What is expected —
Nothing but the lines from the one that contains "Target: group of people" through the end of the listing should appear, set down exactly.

* * *

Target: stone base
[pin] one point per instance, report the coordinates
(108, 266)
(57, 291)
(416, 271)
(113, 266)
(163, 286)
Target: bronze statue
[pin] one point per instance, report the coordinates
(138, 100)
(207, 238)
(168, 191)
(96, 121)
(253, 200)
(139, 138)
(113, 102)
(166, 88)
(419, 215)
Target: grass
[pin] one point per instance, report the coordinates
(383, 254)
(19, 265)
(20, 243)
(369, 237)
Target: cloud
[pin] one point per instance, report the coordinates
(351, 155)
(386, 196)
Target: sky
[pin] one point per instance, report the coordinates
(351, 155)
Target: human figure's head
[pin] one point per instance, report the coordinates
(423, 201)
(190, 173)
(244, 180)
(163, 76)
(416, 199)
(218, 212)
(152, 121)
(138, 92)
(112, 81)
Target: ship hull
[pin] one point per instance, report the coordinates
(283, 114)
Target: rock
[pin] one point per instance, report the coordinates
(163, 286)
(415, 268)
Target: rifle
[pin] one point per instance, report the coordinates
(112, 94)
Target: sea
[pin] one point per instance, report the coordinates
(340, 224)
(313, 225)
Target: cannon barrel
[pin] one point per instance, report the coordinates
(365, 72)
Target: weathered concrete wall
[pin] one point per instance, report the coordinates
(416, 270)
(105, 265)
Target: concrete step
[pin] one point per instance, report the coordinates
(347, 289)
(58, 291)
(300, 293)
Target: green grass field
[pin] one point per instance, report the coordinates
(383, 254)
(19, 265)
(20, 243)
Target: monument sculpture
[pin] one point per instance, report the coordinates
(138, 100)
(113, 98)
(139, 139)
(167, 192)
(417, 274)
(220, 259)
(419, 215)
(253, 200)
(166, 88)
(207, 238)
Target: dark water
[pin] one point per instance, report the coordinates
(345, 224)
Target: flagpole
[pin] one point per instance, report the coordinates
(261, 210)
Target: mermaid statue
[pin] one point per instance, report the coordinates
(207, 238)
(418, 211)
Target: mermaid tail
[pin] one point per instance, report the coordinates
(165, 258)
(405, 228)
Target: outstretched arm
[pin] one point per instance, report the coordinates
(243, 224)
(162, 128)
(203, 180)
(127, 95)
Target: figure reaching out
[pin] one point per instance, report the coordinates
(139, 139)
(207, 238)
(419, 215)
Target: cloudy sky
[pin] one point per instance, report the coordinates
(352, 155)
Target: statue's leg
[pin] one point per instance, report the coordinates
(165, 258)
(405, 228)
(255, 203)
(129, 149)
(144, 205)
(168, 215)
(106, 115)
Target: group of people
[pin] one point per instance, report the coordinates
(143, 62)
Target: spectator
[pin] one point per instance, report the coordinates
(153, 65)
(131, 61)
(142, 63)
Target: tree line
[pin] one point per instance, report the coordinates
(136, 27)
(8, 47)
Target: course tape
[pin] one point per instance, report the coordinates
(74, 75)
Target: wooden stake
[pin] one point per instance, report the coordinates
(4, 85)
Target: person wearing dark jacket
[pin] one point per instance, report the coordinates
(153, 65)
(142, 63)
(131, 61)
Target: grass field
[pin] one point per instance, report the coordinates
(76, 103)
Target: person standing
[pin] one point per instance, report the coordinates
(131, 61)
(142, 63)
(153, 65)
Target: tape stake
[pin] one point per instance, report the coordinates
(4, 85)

* * *

Correct result —
Target: group of people
[pin] one point per instance, report the coordinates
(143, 62)
Target: spectator
[pin] one point per instance, report the coordinates
(153, 65)
(131, 61)
(142, 63)
Target: tree line
[pin] one point per instance, report the coordinates
(136, 27)
(8, 47)
Target: course tape
[pin] one point per instance, report the coordinates
(74, 75)
Target: wooden stake
[pin] one point per instance, report the coordinates
(4, 85)
Target: person wearing dark jacket
[pin] one point per instance, report the coordinates
(153, 65)
(142, 63)
(131, 61)
Target: grass field
[pin] one point per instance, report the coordinates
(76, 103)
Target: person standing
[pin] one point per instance, report the coordinates
(131, 61)
(142, 63)
(153, 65)
Target: tape stake
[pin] one point per instance, report the coordinates
(4, 85)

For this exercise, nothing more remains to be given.